THE TASK =>
Copy out every item below word for word, leaving each line unchanged.
§ §
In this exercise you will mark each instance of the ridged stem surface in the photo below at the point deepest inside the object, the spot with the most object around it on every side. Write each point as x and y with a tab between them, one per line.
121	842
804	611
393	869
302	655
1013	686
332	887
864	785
§ §
FINAL ANSWER =>
In this exercise you will mark each instance of the ridged stem surface in the photo below at the point deepest inside the object, the spot with the most object around it on every side. Write each point as x and y with a tab between them, one per line.
121	842
804	611
393	869
302	655
1013	686
332	887
864	785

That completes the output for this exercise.